Given exercise 1 - Using the court opinion excerpt below, determine whether each statement agrees with it: (a) The district court sentenced Williams to 42 months' imprisonment for possession of marijuana. (b) Williams received 36 months' probation. (c) Williams points out that a large amount of marijuana was found. Answer yes or no for each, quoting the deciding words of the excerpt.

Document segment -
########
On September 29, 2014, the district court sentenced Williams to 42 months'
imprisonment for possession of marijuana and 12 months' imprisonment for driving with
a BAC greater than .08 in violation of K.S.A. 2013 Supp. 8-1567(a)(2). The district court
granted Williams 24 months' probation (after serving 45 days in jail) in light of his efforts
to rehabilitate, his role as the custodian of his children, and the fact that Williams
committed no additional crimes after this incident. Williams timely appealed his
convictions.
WAS THERE SUFFICIENT EVIDENCE TO SUPPORT WILLIAMS' CONVICTION OF
POSSESSION OF MARIJUANA?
Williams argues that the evidence presented at trial was insufficient to enable a
rational factfinder to find that he was knowingly in possession of marijuana. In support of
his claim, he points to the fact that the amount found was very small, so "it is clear that
[he] was not even aware of its presence until he, himself, discovered it in his pocket."
########
Rows -

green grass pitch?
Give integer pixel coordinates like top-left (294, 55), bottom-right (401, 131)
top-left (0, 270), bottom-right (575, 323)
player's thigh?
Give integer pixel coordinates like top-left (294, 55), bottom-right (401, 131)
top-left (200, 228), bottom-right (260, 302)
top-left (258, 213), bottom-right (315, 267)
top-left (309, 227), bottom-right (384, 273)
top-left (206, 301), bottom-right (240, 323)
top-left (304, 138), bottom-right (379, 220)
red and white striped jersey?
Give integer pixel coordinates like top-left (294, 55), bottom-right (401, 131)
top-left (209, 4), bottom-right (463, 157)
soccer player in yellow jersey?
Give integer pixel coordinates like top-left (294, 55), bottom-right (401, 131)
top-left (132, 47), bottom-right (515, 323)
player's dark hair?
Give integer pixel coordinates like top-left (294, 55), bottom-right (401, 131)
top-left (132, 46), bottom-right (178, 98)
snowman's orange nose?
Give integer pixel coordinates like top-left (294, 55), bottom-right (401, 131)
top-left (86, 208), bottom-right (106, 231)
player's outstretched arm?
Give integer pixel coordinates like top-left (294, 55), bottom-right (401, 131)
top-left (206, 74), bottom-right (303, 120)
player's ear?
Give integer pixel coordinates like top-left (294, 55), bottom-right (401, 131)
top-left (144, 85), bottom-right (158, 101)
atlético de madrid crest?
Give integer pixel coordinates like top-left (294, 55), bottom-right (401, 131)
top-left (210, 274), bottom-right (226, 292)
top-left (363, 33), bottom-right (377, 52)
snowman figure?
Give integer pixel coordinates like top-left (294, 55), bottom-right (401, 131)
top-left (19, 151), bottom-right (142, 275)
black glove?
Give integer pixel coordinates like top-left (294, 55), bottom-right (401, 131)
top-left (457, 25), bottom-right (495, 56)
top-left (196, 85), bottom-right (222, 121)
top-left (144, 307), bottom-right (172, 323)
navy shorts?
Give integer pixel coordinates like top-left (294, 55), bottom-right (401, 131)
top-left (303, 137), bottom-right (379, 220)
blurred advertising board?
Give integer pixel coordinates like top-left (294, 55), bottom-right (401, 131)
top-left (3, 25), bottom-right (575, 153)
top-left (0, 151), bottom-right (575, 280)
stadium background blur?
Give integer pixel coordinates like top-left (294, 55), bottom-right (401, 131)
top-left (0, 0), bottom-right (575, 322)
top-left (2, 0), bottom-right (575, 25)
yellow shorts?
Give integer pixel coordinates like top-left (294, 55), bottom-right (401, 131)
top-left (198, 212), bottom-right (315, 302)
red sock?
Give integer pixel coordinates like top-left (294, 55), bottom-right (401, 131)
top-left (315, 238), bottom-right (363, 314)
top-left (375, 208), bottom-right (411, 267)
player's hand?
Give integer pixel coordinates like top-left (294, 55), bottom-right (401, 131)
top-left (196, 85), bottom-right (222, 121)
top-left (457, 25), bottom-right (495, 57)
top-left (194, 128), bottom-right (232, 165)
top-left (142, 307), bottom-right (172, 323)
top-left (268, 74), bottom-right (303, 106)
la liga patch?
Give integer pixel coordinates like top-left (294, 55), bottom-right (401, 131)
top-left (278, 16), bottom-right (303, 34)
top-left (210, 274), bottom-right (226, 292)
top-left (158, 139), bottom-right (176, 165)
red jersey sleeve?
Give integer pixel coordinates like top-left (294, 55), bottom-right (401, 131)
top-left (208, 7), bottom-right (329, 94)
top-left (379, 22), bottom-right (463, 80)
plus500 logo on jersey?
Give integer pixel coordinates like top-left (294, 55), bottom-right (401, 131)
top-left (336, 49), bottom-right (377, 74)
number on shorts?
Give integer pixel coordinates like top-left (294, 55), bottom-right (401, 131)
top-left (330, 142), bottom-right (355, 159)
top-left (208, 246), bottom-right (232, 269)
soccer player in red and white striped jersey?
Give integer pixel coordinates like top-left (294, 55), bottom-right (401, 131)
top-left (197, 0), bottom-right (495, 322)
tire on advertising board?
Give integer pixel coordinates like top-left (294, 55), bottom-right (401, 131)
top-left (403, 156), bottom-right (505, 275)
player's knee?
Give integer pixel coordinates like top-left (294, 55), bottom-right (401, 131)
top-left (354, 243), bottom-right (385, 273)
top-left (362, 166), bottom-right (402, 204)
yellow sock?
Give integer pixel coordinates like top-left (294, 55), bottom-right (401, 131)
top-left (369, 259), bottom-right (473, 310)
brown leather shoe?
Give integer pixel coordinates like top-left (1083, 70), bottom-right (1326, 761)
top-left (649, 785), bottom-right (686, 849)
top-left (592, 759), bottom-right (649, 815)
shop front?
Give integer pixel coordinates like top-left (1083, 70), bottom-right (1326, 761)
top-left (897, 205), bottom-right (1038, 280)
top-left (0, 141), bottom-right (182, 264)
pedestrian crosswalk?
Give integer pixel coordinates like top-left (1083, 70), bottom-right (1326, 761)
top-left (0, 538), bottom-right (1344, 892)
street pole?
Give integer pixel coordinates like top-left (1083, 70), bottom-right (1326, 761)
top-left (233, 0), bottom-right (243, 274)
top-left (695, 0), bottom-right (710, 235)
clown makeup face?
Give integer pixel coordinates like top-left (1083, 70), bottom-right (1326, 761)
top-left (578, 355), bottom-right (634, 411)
########
Given exercise 2 - Write out everything in the records from their start down to the line containing "top-left (0, 270), bottom-right (575, 323)", including both ends.

Answer 1 -
(a) Yes: "the district court sentenced Williams to 42 months' imprisonment for possession of marijuana"
(b) No: "The district court granted Williams 24 months' probation"
(c) No: "he points to the fact that the amount found was very small"

Answer 2 -
green grass pitch?
Give integer pixel coordinates like top-left (294, 55), bottom-right (401, 131)
top-left (0, 270), bottom-right (575, 323)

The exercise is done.